Consegna esercizio:
Estrai dal materiale riportato qui sotto tutte le righe che contengono la stringa "olympic".

Elementi di identificazione della posizione
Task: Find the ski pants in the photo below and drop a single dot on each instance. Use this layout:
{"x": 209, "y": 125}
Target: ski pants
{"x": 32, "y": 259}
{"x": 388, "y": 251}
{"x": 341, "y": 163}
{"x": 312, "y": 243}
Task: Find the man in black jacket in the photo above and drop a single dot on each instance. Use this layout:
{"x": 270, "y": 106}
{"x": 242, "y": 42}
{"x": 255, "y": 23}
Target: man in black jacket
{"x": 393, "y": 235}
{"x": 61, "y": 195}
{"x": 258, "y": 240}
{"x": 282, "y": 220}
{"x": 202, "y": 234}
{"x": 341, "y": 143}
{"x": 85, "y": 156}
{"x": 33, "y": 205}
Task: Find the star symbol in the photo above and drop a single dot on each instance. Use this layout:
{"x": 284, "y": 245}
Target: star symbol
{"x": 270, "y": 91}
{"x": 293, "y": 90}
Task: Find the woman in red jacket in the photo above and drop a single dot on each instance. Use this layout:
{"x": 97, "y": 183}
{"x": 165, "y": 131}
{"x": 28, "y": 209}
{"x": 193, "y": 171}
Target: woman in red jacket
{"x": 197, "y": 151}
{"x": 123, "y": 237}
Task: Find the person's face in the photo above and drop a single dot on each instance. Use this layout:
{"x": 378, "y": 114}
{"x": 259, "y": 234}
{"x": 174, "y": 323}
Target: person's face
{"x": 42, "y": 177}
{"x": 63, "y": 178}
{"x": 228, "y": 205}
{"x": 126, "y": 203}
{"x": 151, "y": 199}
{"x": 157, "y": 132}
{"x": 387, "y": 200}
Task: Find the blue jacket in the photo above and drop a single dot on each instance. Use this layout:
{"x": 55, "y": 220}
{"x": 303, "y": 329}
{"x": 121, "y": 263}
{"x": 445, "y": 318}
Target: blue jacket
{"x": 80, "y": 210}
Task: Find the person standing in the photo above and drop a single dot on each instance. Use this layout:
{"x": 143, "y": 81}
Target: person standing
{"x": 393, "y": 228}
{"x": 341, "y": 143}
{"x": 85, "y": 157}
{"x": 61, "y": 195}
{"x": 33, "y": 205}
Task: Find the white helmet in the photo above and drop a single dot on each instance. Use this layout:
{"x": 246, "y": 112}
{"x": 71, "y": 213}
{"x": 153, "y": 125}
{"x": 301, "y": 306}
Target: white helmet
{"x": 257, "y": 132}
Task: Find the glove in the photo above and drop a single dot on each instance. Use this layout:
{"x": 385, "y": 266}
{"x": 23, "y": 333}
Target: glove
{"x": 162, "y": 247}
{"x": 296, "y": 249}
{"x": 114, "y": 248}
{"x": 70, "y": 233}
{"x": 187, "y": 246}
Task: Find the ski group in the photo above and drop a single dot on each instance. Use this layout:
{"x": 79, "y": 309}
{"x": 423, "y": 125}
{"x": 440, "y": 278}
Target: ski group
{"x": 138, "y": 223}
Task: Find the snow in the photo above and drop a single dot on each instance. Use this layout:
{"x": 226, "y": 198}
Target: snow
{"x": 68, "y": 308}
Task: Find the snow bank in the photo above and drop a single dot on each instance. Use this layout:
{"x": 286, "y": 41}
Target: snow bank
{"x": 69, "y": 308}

==

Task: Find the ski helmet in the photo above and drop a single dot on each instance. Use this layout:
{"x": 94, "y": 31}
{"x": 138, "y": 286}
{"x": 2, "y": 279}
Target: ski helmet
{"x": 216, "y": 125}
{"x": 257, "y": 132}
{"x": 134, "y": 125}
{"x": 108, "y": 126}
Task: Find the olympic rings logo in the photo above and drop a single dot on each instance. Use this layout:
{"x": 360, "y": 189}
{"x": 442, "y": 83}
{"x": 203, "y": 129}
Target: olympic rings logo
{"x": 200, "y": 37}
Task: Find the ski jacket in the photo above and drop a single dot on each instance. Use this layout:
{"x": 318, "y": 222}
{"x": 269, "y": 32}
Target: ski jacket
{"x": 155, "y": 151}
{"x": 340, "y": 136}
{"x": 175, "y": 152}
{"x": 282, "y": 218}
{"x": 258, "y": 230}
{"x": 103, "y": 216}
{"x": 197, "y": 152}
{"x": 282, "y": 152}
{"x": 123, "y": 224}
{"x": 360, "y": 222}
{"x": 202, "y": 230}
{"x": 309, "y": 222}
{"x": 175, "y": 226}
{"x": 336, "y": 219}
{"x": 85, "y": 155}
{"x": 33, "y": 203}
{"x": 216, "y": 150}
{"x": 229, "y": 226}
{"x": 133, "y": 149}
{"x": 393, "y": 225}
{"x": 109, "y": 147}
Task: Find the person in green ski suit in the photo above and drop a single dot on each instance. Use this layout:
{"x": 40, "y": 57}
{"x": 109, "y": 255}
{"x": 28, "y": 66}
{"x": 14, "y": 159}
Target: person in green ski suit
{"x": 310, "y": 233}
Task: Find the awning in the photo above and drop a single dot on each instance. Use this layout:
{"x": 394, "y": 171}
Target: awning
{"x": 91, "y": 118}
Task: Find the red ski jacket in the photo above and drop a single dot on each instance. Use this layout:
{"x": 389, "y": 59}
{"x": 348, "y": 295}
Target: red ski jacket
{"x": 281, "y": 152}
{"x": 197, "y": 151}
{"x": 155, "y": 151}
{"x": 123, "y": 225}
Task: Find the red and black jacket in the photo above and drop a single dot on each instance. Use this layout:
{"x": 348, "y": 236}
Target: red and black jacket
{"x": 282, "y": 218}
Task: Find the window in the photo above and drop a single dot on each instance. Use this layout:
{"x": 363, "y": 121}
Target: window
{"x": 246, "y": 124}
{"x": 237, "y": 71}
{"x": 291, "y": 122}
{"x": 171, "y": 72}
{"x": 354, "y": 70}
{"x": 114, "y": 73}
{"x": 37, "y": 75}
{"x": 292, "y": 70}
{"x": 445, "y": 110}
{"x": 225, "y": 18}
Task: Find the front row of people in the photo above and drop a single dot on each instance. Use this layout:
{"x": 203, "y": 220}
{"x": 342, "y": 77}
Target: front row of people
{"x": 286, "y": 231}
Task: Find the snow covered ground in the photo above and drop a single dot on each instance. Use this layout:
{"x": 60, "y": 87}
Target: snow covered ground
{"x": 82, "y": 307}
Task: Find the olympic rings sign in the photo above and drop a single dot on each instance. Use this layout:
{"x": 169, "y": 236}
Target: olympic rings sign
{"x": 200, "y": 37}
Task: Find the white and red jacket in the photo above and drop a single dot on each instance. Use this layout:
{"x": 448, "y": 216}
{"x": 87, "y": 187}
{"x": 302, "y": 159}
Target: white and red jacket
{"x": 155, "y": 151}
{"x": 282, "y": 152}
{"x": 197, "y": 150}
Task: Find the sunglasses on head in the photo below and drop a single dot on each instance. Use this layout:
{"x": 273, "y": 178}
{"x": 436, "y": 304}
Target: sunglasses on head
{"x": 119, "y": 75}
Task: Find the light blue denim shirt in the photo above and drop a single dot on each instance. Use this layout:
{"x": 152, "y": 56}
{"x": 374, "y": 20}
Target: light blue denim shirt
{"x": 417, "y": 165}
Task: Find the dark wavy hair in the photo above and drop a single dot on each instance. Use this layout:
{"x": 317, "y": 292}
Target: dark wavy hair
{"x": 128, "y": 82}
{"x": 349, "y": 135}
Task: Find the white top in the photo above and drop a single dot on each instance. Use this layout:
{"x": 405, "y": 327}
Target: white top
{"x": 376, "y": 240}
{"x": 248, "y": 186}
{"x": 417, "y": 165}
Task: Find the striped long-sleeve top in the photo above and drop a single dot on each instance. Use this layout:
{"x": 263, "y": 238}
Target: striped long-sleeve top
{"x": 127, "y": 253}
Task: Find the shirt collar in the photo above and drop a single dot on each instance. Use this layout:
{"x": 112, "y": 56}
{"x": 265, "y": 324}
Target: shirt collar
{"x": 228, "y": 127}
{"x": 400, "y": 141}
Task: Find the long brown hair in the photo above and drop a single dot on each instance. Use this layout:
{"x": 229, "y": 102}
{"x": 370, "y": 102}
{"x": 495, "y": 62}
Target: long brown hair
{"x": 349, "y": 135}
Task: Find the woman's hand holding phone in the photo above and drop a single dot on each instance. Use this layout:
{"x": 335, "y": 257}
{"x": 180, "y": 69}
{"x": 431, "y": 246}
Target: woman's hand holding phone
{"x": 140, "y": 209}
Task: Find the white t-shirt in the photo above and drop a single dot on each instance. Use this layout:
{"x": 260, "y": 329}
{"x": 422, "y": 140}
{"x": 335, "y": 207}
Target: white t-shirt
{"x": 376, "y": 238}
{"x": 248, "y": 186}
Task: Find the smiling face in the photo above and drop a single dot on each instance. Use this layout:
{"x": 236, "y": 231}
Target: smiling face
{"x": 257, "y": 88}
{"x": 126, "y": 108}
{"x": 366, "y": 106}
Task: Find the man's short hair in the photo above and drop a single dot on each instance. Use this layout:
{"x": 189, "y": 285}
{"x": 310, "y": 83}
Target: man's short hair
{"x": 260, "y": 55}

Soluzione esercizio:
Task: Find the olympic rings logo in the photo above and drop a single dot on each instance. Use this layout:
Target: olympic rings logo
Task: Find the olympic rings sign in the photo above and drop a single dot on each instance. Use this layout:
Target: olympic rings sign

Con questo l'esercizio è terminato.